CHALLENGES:
1. Using the text on NASA's Constellation program, decide whether each statement below agrees with it: (a) the internal memo said the cost of the Ares I rocket doubled in four years; (b) NASA had already awarded more than $10 billion for Constellation; (c) the independent commission that called the program unexecutable was led by Norman Augustine. Answer yes or no for each and quote the deciding words of the text.
2. Go on with the text on NASA's Constellation program, picking up right after its final sentence.

TEXT TO READ:
* begin *

To many on the transition team, the Constellation program was a holdover not just from a previous administration, but from an old way of thinking about how to get to space—big government programs that satisfied Congress because they led to jobs. But they rarely, if ever, produced reliable and efficient transportation to space.
As the new leadership came into NASA after Obama was inaugurated in 2009, the frustration with NASA’s inability to advance further since Apollo was felt acutely. One member of the new leadership team circulated a PowerPoint slide laying out the retreat in American human spaceflight, as compared to commercial aviation:
In 1961, [Yuri] Gagarin was first person to fly in space
—48 years later (Year 2009)
• 46 people expected to travel to low Earth obit
• Risk of loss of life estimated at 1 in 254
In 1903, Wright Brothers flew at Kitty Hawk
—48 years later (Year 1951)
• 39 million passengers flew on commercial airlines
• 1 fatal accident in 288,444 departures
The “lack of progress over 50 years is partly caused by [a] closed approach innovation,” the slides stated.
The new leadership’s solution would be an “open innovation strategy to stimulate commercial spaceflight capability.”
Nearly a decade after Andy Beal folded his company, complaining that he couldn’t enter the closed market, here NASA was acknowledging that it needed to open up.
One of the most significant ways to do that would be to start what it called a “commercial crew” program, a competition to fly NASA astronauts to the space station.
By 2009, it was becoming increasingly clear there was the political will inside the White House to kill Constellation and take on the massive political fight in Washington that would ensue. Constellation’s big, legacy contractors were well established and well connected. But an internal memo at NASA took aim at Bush’s Vision for Space Exploration, with a title that read “Canceling Constellation: Bringing Reality to the Vision.”
The paper, marked “for NASA internal use only,” acknowledged that the “vision has had widespread support, but that vision is far different from the realities of the actual Constellation program.”
The realities were that the program “is not on track to return humans to the moon by 2020, as is widely believed.” The program “eschews technology development.” The cost of the Ares I rocket had “tripled in four years,” whereas the cost of the Orion spacecraft “doubled in four years.”
But killing the program would be tough. NASA had already awarded more than $10 billion for Constellation. And while a lobbyist from SpaceX commended NASA’s new leaders for the bold move, he warned them in an e-mail that it would be rough:
“The only thing more difficult than killing a big Lockheed or Boeing government program is killing a Lockheed AND Boeing program,” he wrote.
On November 16, 2009, White House budget director Peter Orszag and John Holdren, the president’s assistant for science and technology, wrote a memo to the president, saying that Constellation “is over budget, behind schedule, off course, and ‘unexecutable.’”
That last word—unexecutable—had been the conclusion of an independent commission, led by Norman Augustine, the former chief executive of Lockheed Martin. If Augustine, the ultimate industry insider, could be so critical of a program that his former company was involved in, the Obama administration had the cover it needed. And it began to move to cancel Constellation.
“The estimated cost for developing the Ares I and Orion has increased from about $18 billion to $34 billion,” the two senior members of the White House wrote to the president. “Once the vehicles are available, operations costs are also expected to be high, ranging from $2 billion to $3.6 billion a year to service the Space Station. (Russian spacecraft cost $300 million to $400 million per year to conduct these missions.)”

* end *

RECORD SET:
* begin *

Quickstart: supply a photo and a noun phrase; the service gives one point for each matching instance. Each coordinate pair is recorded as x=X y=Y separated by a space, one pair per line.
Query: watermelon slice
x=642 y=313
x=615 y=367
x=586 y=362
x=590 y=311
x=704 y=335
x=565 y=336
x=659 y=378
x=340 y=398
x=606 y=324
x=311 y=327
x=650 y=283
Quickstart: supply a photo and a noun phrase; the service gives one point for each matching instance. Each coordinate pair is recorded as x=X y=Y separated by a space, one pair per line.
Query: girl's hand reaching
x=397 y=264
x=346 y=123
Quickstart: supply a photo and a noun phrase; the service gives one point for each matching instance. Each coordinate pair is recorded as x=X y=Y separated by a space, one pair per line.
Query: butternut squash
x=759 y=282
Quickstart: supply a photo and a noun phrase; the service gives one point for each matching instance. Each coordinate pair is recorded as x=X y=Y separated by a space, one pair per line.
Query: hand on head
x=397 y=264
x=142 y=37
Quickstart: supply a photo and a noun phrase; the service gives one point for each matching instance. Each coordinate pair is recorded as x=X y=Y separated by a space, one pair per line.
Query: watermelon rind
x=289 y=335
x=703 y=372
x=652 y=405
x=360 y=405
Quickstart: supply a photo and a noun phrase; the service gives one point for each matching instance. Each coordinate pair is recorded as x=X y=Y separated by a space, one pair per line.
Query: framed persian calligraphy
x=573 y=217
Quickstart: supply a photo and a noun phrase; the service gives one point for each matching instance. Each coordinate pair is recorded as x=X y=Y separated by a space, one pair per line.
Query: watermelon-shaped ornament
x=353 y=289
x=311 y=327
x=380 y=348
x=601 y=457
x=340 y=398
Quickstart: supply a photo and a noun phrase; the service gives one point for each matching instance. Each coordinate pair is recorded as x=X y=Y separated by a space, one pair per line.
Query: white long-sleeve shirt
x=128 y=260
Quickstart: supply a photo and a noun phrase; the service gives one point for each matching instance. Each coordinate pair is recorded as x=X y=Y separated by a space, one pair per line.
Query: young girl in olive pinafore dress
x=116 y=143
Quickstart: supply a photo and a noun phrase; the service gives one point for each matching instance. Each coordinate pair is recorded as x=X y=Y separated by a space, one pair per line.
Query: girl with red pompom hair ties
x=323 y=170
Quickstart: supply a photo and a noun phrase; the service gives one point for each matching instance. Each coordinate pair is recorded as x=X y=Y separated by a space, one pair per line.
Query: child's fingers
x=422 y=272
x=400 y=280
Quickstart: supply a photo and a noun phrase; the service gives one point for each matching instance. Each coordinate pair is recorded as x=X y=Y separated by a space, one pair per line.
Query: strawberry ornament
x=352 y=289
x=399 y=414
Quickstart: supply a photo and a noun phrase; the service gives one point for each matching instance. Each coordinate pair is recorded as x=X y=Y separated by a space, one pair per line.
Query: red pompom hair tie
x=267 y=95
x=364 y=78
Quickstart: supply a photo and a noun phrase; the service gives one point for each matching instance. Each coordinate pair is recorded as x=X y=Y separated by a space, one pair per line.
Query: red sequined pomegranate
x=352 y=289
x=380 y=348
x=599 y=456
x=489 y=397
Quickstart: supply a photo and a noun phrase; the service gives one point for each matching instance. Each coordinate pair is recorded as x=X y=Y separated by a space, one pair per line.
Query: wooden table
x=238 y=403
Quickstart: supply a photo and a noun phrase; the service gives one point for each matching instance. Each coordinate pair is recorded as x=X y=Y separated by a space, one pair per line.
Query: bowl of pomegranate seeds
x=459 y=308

* end *

SET OF ANSWERS:
1.
(a) No: "The cost of the Ares I rocket had “tripled in four years,”"
(b) Yes: "NASA had already awarded more than $10 billion for Constellation."
(c) Yes: "That last word—unexecutable—had been the conclusion of an independent commission, led by Norman Augustine"

2.
Obama highlighted the last two sentences, and scribbled a handwritten note in the margin: “What explains the vast difference?”
The difference was that the United States was paying the Russians for just a taxi service to the station—and not for the development costs for the rockets. But still, the numbers were glaring.
And they now had the attention of the president.
IN EARLY 2010, Obama pulled the trigger, canceling Constellation outright. Just as the SpaceX lobbyist had predicted, an intense fight broke out in Washington.
“The president’s proposed NASA budget begins the death march for the future of U.S. human spaceflight,” said Senator Richard Shelby, the senior Republican member of the appropriations committee. “If this budget is enacted, NASA will no longer be an agency of innovation and hard science. It will be the agency of pipe dreams and fairy tales.”
Michael Griffin, the former NASA administrator who had started the Constellation program, said canceling it “means that essentially the U.S. has decided that they’re not going to be a significant player in human space flight for the foreseeable future. The path that they’re on with this budget is a path that can’t work.”
Obama’s plan to rely on the commercial sector to ferry astronauts to the station as part of the commercial crew program also faced immediate skepticism.
“One day it will be like commercial airline travel, just not yet,” Griffin said. “It’s like 1920. Lindbergh hasn’t flown the Atlantic, and they’re trying to sell 747s to Pan Am.”
The White House could perhaps withstand the criticisms of the former NASA administrator. It could maybe even weather the attacks from Shelby and his cronies in the Senate. But soon it had an even bigger problem on its hands—one it didn’t foresee: Neil Armstrong and some of his fellow astronauts, who wrote a scathing letter to Obama decrying the decision to cancel Constellation along with the shuttle program.
The founding fathers of space were furious, and saw the decision as an abdication of the dreams of their generation, who at the “because it is hard” urging of John F. Kennedy had pulled off the moon landing and had expected that the first small steps of the Space Age would be followed by the promise of giant leaps for humanity, to Mars and beyond. But now the astronauts saw only retreat, and troubling signs that suggested the Apollo moon landing was a fluke, a onetime feat never to be repeated.
After Apollo, president after president had promised the next great American adventure in space, new lunar missions, even Mars. But years passed, then decades, and NASA remained confined to the low Earth orbit of the International Space Station, a mere 240 miles away. It was as if Columbus had discovered the New World and no one followed.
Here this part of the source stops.